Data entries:
====
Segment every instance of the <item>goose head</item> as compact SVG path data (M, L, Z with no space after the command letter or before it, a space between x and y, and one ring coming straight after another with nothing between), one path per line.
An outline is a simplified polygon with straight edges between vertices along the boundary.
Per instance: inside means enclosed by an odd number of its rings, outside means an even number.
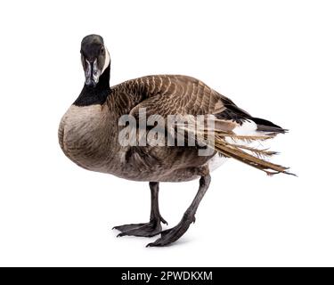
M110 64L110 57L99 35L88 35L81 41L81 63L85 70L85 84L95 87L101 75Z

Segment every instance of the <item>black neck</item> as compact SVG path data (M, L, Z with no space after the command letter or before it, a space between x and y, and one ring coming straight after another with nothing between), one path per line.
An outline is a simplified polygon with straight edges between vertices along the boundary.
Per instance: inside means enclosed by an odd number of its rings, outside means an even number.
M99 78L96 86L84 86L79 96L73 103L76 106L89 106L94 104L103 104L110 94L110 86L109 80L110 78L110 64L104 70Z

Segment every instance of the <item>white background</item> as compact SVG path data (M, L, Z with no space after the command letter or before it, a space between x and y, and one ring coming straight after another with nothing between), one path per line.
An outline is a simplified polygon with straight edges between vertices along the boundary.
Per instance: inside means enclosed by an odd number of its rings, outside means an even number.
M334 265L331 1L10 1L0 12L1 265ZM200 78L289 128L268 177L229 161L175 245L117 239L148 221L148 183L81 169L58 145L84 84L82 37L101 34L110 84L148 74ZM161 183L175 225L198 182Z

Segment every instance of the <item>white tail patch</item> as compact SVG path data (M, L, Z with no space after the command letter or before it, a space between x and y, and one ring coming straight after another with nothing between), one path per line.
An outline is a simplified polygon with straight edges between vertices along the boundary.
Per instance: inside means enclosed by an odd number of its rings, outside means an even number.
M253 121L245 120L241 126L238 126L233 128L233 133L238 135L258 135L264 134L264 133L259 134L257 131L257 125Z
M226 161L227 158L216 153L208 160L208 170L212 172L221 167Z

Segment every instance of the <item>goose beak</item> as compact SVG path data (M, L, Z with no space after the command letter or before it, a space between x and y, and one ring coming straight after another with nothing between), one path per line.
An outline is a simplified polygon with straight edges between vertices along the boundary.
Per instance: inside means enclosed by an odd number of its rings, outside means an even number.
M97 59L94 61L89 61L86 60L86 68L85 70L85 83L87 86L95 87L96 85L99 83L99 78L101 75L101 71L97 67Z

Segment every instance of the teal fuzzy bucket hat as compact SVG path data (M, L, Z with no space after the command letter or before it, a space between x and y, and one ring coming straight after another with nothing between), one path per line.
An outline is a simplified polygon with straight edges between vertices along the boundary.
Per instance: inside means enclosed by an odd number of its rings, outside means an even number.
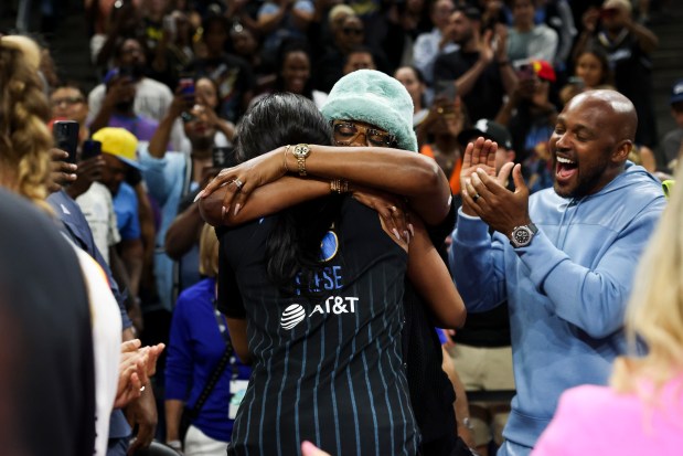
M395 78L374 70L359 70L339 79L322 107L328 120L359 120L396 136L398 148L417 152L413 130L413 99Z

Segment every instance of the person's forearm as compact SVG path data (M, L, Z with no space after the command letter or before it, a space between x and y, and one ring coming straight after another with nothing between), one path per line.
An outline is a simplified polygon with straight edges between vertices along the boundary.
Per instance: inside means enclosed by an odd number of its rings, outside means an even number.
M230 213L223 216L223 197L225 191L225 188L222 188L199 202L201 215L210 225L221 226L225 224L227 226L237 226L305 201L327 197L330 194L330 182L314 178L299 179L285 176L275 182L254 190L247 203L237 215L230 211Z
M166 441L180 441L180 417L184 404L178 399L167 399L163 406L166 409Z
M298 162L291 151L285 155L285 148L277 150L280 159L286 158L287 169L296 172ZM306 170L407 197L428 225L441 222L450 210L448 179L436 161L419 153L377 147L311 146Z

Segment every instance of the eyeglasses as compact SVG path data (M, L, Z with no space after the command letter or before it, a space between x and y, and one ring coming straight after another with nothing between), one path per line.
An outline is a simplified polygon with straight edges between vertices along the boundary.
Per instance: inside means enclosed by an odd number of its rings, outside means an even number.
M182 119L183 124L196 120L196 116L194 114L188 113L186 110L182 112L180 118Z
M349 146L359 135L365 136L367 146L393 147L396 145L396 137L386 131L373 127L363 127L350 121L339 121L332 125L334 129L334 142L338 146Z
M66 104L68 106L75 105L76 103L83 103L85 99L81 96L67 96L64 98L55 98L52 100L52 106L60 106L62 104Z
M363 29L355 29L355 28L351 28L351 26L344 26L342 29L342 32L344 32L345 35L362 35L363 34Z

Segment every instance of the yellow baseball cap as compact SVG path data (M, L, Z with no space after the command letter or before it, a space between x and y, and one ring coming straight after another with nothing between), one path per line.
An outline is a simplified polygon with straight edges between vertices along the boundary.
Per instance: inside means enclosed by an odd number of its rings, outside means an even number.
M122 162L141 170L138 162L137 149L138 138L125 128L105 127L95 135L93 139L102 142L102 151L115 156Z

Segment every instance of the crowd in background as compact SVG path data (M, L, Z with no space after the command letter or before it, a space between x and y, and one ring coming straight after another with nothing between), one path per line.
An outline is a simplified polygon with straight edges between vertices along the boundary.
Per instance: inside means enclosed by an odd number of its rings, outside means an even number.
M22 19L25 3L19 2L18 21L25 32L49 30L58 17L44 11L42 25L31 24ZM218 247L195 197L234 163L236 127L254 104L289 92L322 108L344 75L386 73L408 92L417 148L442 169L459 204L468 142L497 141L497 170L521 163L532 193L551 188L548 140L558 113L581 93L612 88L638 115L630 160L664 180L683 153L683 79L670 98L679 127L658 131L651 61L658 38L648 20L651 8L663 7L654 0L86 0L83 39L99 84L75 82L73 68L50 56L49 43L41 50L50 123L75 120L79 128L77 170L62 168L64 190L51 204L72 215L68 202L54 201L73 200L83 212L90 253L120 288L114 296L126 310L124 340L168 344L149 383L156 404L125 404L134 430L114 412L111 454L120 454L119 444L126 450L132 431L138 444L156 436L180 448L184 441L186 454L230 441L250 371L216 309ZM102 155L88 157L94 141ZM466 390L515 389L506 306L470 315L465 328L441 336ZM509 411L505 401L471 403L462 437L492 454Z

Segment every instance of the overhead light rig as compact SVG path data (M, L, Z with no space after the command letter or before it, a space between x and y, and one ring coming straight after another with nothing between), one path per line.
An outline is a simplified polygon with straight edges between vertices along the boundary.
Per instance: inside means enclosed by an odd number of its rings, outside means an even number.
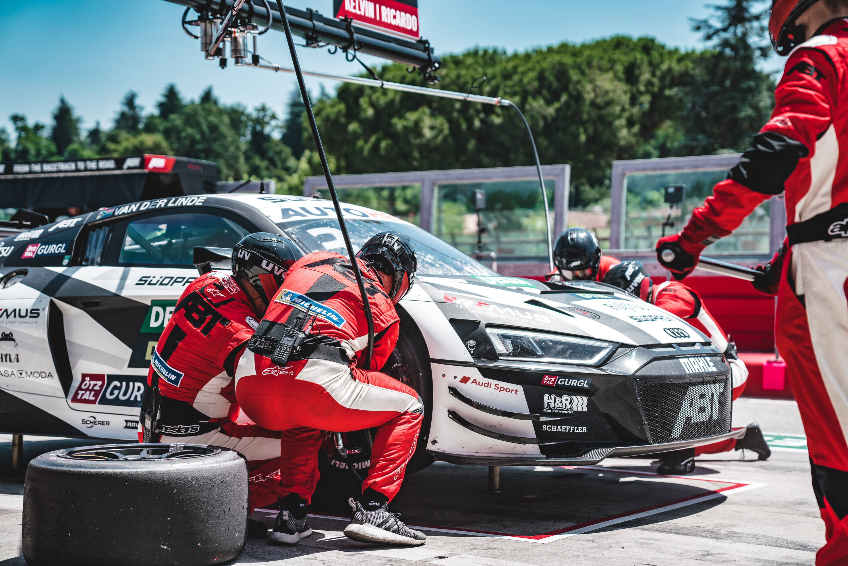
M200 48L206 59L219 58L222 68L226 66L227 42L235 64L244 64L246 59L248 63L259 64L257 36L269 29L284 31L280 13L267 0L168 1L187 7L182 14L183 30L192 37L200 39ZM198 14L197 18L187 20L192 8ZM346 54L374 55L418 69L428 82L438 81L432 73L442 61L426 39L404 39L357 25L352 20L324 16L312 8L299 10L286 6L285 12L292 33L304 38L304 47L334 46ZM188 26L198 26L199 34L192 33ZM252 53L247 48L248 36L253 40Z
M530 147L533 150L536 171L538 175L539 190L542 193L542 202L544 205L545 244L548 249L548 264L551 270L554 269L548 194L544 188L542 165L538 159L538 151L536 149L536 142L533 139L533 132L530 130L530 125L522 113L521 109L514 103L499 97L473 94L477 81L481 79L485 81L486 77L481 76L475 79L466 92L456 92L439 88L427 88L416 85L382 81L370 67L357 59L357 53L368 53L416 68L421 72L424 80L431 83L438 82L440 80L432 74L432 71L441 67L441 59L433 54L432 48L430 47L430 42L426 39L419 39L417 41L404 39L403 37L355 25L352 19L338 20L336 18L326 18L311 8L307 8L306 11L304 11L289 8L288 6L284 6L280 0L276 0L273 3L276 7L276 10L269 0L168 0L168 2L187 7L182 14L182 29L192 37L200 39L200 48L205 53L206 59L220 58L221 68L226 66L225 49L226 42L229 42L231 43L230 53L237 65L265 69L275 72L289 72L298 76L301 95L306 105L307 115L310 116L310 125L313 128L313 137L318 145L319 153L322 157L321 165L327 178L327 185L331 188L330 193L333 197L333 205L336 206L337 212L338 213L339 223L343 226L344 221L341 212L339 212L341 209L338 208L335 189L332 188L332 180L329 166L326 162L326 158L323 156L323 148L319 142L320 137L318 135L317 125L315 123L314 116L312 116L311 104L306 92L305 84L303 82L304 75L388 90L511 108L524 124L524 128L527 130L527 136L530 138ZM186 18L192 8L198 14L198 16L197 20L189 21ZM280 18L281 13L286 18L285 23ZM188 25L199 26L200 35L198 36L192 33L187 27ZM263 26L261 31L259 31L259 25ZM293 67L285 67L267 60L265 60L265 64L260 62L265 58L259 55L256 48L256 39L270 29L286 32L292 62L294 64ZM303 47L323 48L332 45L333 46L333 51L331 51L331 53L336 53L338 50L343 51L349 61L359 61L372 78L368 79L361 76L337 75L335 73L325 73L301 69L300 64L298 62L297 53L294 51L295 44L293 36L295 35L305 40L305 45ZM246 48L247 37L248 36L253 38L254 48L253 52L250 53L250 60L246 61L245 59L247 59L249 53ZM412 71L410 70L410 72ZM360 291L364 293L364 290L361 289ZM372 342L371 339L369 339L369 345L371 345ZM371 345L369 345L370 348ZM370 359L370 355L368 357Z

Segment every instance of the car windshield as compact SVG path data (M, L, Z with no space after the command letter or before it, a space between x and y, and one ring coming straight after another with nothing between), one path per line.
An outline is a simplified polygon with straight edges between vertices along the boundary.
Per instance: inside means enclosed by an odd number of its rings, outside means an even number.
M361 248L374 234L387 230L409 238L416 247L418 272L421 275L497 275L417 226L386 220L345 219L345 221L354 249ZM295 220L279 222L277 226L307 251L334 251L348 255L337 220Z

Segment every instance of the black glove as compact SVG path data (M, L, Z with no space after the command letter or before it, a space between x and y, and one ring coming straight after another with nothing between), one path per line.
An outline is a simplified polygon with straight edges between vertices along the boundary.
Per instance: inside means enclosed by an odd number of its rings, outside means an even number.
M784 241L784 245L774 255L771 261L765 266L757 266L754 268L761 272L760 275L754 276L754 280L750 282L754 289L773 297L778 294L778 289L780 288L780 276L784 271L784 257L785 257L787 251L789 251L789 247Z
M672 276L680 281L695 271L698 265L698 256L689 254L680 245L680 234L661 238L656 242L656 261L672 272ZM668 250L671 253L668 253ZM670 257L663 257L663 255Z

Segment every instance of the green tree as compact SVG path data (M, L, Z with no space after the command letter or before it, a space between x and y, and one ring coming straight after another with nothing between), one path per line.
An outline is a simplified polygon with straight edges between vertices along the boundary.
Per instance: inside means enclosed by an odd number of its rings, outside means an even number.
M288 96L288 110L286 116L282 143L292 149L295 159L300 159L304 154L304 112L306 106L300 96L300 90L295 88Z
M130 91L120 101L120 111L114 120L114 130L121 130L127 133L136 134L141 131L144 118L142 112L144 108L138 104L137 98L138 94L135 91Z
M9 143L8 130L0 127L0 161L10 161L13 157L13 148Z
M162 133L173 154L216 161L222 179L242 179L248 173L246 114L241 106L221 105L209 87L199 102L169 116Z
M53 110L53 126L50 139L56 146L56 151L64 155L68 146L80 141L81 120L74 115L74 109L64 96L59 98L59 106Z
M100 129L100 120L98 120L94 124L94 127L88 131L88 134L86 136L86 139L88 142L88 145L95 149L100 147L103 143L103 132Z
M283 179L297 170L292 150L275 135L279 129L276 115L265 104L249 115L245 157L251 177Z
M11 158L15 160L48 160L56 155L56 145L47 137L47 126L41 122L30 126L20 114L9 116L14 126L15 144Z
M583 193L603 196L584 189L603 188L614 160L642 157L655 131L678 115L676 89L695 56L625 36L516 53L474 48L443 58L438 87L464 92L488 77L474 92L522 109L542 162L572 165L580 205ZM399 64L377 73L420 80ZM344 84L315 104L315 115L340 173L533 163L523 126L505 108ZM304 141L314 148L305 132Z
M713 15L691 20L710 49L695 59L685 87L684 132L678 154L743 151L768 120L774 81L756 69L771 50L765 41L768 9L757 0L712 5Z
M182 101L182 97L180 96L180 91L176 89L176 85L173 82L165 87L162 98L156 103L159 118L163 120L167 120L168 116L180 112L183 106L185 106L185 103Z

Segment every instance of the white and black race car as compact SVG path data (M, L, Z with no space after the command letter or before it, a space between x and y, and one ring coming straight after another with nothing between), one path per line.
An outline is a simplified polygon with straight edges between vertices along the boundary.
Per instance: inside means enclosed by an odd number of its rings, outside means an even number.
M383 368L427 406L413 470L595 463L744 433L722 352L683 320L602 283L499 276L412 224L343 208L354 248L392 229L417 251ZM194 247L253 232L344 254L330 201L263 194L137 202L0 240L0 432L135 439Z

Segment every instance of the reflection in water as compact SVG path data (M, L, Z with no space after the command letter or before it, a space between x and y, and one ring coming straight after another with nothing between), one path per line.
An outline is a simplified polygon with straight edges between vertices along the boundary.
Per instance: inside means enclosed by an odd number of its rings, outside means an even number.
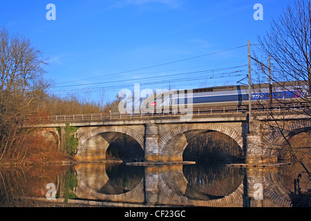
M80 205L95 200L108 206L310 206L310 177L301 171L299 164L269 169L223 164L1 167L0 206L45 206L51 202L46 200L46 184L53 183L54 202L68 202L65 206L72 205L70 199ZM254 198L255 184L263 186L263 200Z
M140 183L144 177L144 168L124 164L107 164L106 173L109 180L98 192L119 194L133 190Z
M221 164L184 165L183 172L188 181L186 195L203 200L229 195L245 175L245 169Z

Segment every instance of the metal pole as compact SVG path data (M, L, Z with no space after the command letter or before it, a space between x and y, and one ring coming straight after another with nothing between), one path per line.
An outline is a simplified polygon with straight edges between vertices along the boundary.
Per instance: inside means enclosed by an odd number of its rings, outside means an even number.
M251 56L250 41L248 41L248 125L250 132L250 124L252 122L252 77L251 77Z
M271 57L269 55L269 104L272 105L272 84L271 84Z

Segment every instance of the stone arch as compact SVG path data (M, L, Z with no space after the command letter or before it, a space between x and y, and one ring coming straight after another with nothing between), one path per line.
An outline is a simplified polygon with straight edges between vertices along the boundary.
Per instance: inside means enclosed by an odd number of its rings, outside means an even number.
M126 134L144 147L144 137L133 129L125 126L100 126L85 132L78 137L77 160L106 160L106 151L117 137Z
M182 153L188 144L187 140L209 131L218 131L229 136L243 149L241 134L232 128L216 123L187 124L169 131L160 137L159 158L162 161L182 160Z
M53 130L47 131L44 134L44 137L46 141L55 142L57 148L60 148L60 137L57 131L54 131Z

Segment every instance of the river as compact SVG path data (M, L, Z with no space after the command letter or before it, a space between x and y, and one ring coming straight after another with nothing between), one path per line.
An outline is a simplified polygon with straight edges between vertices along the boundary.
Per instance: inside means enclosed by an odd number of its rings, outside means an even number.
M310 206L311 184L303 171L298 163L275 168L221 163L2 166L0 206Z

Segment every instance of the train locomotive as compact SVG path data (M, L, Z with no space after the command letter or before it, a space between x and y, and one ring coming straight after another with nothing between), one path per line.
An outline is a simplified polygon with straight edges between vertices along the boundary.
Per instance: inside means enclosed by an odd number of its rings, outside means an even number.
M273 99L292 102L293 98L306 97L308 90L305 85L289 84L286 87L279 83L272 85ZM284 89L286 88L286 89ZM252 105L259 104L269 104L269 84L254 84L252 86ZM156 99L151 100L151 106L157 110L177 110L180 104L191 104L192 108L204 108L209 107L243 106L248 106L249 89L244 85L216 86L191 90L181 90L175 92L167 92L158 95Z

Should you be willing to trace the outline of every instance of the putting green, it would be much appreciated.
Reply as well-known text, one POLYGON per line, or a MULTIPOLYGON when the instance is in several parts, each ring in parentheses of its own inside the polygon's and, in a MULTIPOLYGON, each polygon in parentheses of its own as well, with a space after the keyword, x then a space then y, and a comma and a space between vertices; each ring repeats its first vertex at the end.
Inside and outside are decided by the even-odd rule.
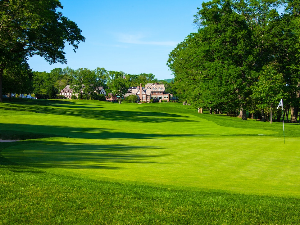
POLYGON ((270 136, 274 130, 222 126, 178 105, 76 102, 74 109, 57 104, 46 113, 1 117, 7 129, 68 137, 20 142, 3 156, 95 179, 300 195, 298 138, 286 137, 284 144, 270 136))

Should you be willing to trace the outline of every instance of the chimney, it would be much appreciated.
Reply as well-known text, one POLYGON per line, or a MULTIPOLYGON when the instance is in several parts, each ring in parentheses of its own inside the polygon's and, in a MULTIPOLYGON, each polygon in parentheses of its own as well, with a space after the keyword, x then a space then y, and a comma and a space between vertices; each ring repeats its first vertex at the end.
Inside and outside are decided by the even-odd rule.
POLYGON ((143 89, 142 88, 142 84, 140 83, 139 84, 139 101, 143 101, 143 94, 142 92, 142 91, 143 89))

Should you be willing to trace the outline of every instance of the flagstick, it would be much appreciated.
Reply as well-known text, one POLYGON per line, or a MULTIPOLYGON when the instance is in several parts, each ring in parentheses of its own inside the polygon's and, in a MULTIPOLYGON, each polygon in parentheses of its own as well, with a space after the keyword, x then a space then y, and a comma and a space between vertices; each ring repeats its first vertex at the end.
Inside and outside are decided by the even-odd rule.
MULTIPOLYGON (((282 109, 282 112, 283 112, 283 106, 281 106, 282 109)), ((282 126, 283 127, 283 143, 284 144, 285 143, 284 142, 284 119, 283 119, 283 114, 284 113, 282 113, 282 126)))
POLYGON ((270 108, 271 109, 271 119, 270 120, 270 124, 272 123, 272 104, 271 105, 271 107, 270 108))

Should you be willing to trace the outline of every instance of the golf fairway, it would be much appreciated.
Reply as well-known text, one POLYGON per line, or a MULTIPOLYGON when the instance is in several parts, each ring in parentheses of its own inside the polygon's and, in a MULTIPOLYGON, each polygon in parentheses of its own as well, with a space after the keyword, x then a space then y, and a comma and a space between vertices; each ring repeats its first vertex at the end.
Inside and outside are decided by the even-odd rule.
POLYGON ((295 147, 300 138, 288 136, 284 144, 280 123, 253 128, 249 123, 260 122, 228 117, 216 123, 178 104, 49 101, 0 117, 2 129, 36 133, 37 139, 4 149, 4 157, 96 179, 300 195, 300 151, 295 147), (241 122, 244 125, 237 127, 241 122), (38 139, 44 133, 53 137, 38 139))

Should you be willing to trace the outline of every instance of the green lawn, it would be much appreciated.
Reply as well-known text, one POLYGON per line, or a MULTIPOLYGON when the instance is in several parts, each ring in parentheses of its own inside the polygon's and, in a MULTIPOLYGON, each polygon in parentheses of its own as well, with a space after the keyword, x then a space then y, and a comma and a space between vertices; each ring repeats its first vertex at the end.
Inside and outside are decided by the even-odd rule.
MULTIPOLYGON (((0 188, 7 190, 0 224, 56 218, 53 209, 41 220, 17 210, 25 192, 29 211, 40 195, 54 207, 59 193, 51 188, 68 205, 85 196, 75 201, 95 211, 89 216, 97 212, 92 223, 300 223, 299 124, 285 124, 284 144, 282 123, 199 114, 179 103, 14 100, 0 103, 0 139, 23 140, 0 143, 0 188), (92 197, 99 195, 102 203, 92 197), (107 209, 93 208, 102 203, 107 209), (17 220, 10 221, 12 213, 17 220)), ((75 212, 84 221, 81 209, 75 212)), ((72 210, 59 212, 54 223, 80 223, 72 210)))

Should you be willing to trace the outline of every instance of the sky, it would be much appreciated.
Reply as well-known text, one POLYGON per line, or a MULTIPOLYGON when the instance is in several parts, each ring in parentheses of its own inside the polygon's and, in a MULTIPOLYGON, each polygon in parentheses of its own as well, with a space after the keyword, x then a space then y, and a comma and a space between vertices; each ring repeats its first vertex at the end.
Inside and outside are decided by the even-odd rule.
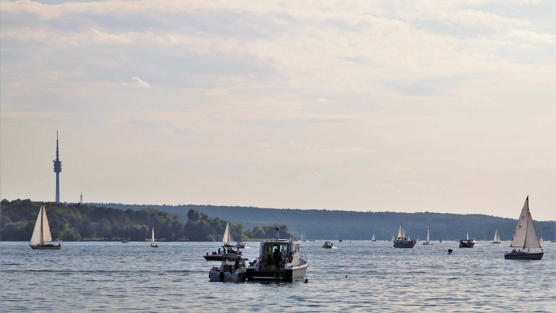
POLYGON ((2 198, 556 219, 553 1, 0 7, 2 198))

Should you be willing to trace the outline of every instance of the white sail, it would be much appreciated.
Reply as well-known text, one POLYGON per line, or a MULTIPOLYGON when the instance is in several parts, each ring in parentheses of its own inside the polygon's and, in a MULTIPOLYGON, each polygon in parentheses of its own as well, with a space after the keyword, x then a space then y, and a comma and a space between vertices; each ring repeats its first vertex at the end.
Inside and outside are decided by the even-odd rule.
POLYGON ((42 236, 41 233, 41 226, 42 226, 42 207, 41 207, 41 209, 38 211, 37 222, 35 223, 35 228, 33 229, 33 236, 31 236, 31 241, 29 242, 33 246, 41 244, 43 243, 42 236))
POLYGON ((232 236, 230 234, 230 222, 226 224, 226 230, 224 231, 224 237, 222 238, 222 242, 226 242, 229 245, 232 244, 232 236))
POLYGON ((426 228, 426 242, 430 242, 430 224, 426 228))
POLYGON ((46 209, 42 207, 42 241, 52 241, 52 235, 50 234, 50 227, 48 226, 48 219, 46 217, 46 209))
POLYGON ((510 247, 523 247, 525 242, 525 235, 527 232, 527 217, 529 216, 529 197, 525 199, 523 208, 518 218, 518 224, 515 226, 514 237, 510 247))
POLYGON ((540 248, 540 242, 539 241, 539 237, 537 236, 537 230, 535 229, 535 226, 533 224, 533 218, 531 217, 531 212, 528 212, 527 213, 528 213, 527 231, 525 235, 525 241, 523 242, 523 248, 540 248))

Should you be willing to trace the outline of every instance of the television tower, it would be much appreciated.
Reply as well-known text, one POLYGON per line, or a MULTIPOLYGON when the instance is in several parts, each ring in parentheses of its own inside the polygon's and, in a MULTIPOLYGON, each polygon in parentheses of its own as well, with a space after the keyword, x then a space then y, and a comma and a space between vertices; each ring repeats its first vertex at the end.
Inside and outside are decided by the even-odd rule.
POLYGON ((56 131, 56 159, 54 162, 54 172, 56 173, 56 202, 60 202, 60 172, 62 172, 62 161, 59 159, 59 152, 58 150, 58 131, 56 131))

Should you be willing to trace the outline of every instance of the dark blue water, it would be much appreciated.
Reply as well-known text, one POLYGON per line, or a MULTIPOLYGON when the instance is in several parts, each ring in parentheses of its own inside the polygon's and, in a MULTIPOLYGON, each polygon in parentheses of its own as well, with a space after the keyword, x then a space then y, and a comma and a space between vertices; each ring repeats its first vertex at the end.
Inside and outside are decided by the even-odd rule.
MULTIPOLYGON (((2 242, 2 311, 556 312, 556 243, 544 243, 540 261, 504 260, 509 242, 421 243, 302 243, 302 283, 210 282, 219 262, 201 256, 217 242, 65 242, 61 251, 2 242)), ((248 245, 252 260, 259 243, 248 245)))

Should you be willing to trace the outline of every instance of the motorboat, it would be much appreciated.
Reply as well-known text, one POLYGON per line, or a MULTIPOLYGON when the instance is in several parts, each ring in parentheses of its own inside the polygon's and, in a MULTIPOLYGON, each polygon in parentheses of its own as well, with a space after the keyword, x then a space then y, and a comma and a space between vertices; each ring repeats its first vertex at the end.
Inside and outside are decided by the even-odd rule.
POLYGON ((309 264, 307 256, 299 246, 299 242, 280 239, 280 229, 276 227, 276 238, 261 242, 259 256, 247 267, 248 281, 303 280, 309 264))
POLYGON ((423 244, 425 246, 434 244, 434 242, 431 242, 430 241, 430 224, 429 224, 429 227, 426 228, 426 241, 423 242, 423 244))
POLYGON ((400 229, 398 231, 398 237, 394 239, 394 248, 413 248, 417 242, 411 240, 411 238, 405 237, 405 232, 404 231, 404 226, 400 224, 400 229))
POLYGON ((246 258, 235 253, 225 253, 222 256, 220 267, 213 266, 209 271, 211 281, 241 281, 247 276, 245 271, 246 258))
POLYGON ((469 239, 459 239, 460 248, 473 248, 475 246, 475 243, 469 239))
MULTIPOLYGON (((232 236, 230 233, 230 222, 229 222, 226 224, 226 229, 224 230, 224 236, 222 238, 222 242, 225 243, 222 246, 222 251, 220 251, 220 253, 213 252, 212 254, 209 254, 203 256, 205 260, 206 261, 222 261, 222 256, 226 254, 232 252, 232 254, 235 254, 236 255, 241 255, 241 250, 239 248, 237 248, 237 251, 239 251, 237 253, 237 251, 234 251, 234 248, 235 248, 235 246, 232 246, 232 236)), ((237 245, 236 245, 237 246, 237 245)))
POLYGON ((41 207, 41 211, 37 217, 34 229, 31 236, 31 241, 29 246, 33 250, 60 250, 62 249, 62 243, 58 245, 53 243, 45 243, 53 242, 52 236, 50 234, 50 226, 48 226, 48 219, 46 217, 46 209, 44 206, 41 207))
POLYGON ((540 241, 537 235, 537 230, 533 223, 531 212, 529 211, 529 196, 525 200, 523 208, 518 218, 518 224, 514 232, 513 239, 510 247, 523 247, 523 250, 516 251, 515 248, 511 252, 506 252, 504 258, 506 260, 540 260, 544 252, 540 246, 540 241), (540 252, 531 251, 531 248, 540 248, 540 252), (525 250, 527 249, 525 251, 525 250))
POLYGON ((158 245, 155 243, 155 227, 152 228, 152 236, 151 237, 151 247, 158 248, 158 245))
====
**Problem to work on**
Copy out everything from the start of the entries down to the line containing "M334 265L331 1L10", inclusive. Omit the pictures.

**Solution to the problem**
Segment every instance of the <item>goose head</item> as compact SVG path data (M, L, Z with no space after the command letter or before it, a space between x and y, and one ring coming straight after another with nothing between), one path per line.
An outline is a simplified polygon with straight edges between vertices along the boundary.
Per instance: inside means enclosed by an odd number of its rings, outside means an even number.
M110 64L110 57L99 35L88 35L81 41L81 63L85 70L85 84L95 87L101 75Z

Segment every instance of the <item>black neck</item> as compact SVG path data (M, L, Z with no space after the command letter or before it, a space between x and y, and one ring coming straight after another with nothing between), one path per line.
An outline is a simplified polygon with straight edges between vertices along the boundary.
Per instance: inside means enclosed by an odd number of its rings, outside means an even number.
M99 78L96 86L84 86L79 96L73 103L76 106L89 106L94 104L103 104L110 94L110 86L109 80L110 78L110 64L104 70Z

Segment every instance of the <item>white background</item> as compact SVG path data (M, L, Z with no space after the command letter or before it, a space between x and y, and one ring coming straight after another with nothing between), one path per line.
An outline is a simplified polygon with straight edges between vertices along the boundary.
Per instance: inside means enclosed by an odd number of its rings, outside means an even number.
M334 265L331 1L10 1L0 12L1 265ZM200 78L289 128L268 177L229 161L175 245L117 239L148 221L148 183L81 169L58 145L84 84L82 37L101 34L110 84L148 74ZM161 183L175 225L198 182Z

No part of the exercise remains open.